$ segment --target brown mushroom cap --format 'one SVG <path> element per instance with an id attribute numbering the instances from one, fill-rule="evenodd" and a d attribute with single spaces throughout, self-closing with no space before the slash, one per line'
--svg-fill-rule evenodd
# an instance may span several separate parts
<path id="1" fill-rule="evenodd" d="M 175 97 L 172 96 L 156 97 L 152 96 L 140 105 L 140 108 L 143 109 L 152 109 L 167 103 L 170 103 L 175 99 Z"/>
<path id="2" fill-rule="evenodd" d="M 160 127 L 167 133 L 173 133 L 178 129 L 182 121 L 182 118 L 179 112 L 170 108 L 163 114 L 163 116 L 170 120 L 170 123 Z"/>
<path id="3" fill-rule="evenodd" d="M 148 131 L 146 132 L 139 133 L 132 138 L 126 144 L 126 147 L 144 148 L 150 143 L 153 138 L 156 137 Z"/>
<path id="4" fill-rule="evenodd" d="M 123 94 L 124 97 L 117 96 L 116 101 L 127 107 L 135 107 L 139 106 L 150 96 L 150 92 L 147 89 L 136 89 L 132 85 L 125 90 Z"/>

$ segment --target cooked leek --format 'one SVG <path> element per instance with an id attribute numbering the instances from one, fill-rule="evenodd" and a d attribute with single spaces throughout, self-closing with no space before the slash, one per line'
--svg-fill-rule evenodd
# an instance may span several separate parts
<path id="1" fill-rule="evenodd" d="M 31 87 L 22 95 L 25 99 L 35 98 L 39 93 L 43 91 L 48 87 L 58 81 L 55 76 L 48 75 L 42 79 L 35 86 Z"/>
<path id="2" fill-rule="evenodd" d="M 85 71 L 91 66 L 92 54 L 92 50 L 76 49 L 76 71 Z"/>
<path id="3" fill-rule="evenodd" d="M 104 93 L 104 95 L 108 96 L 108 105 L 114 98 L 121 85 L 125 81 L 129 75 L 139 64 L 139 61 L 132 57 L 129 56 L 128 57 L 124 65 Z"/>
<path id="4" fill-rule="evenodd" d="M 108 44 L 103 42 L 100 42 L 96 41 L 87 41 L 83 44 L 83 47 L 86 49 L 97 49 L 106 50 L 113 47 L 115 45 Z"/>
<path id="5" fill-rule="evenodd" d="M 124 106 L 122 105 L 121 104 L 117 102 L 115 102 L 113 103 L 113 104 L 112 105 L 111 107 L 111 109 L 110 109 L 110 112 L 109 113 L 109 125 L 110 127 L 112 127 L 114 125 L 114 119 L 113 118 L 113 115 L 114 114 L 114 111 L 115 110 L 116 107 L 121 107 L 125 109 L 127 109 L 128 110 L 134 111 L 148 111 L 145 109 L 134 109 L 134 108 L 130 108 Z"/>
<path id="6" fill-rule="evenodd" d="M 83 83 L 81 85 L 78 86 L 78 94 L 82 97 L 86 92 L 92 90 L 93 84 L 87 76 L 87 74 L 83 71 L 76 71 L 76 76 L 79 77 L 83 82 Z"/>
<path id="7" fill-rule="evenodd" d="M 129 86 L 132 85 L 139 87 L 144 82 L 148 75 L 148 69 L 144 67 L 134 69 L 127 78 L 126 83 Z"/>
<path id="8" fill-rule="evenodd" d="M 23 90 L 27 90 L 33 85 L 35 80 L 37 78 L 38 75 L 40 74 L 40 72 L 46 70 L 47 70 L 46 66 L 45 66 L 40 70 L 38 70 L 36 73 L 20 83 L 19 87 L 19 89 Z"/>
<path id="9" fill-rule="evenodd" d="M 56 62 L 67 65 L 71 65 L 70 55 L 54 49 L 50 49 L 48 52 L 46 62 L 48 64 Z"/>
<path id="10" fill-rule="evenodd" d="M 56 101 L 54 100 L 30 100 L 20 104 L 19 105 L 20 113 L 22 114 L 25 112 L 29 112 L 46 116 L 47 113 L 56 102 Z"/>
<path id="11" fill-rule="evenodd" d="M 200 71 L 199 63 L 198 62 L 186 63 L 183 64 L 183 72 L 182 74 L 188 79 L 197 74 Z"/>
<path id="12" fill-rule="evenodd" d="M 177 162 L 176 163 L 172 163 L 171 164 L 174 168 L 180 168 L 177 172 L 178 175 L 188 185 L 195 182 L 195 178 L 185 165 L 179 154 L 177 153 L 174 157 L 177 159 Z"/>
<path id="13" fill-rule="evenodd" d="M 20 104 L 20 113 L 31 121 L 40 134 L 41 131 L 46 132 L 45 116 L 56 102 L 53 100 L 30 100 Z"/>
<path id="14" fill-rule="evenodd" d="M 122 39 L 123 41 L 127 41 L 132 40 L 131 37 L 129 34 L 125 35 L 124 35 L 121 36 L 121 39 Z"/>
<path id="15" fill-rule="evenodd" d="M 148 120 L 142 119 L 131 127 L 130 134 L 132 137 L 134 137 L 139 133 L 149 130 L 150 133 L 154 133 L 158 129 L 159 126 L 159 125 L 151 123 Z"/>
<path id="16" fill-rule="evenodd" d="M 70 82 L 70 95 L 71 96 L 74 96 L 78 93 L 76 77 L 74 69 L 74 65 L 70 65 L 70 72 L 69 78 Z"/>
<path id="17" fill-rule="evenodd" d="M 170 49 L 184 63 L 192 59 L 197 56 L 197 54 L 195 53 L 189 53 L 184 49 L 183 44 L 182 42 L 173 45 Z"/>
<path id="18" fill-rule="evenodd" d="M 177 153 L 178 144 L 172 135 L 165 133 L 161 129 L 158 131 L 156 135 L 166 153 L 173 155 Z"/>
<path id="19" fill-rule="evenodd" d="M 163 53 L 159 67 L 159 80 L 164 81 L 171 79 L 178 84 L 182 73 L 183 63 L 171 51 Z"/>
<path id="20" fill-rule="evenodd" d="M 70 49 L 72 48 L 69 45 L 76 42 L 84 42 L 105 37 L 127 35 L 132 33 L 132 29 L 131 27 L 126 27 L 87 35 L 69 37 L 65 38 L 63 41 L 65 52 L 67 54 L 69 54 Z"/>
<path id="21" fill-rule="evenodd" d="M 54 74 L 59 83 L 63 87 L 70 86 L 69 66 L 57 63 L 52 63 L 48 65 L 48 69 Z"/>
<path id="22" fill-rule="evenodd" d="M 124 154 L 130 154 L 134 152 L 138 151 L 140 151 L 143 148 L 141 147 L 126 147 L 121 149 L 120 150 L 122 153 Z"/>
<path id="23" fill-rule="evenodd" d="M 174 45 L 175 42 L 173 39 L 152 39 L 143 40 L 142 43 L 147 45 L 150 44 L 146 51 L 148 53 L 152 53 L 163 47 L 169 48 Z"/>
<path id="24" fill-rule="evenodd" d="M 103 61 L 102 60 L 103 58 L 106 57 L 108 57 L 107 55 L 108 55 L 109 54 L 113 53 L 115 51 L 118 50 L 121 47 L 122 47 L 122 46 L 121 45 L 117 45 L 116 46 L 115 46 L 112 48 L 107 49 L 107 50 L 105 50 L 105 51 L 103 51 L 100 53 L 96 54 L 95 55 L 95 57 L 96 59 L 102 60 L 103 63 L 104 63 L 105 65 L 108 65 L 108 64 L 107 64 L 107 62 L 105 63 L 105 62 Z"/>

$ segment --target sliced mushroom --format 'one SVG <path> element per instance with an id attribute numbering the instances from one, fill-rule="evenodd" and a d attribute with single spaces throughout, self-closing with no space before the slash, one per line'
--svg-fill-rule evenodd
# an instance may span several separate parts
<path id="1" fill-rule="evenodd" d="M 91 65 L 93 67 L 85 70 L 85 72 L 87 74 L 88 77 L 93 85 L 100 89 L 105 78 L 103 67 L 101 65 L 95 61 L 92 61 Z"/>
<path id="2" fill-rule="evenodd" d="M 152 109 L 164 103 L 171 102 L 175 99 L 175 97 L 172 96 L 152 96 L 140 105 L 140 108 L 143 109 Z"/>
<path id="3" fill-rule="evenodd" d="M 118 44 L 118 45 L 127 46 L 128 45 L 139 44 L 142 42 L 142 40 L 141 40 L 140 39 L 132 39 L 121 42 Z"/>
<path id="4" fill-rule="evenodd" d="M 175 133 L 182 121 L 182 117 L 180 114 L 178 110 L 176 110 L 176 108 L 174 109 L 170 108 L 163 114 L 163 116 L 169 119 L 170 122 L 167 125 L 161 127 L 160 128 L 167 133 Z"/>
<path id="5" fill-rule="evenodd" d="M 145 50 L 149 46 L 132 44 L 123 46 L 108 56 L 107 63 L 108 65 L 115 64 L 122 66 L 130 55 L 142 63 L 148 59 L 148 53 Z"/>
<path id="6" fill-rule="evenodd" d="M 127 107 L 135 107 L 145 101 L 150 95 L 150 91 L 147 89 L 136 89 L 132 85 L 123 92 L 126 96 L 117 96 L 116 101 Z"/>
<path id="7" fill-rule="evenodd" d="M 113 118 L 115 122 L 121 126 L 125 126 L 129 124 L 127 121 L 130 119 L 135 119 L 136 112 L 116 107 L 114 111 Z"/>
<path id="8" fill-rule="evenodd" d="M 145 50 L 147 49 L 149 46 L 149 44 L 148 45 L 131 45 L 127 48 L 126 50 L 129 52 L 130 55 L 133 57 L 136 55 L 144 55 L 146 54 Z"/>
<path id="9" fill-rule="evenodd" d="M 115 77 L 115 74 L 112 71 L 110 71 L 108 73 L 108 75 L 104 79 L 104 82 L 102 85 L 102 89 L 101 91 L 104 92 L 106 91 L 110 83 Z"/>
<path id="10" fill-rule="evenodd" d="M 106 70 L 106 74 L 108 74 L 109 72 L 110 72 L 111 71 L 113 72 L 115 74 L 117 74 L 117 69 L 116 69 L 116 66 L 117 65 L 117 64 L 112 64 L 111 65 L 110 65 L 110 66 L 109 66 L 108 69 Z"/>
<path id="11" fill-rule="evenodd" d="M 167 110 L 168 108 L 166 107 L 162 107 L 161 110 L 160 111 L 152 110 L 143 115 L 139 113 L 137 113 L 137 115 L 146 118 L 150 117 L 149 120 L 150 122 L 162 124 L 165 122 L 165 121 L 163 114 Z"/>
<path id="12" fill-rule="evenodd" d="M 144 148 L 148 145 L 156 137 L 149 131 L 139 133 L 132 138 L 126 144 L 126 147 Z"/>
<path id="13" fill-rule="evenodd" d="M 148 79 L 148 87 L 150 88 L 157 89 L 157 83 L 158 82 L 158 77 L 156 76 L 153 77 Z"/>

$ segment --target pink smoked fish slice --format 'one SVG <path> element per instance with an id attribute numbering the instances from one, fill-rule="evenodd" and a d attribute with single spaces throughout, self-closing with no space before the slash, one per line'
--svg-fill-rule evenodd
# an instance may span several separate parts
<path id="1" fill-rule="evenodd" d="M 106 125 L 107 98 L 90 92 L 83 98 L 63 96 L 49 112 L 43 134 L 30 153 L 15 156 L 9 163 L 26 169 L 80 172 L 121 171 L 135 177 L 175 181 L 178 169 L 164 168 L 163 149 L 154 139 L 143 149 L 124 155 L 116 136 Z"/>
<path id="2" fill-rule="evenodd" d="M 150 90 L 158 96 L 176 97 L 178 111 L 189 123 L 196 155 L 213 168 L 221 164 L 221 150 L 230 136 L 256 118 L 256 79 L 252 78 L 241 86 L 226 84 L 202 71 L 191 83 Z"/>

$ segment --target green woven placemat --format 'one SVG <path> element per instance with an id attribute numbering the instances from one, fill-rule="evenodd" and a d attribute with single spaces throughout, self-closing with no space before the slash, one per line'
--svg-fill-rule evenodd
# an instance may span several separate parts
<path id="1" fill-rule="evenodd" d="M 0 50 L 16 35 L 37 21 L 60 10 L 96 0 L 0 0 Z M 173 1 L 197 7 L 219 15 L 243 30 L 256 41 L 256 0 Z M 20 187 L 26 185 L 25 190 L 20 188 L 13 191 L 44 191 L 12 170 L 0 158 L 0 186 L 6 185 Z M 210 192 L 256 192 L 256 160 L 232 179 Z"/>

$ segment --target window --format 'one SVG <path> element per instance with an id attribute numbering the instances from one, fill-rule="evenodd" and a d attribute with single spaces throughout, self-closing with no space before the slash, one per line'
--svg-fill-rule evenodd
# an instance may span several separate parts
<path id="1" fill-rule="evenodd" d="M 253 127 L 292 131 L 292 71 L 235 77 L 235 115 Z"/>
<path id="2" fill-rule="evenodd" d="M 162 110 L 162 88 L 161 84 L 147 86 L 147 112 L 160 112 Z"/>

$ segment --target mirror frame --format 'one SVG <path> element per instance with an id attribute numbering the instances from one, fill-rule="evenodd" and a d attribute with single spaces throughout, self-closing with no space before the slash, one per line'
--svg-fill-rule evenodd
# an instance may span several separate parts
=======
Change "separate" to "distinct" in the stretch from the start of the lines through the line containing "172 96 L 156", leaving all else unchanged, and give only that stretch.

$ segment --target brown mushroom cap --format 'one SVG <path> element per instance with an id attribute numbering the instances from one, fill-rule="evenodd" and a d attribute with single spaces throughout, self-closing with no space before the slash, one per line'
--svg-fill-rule evenodd
# an instance may span several distinct parts
<path id="1" fill-rule="evenodd" d="M 175 97 L 172 96 L 156 97 L 152 96 L 140 105 L 140 108 L 143 109 L 152 109 L 167 103 L 170 103 L 175 99 Z"/>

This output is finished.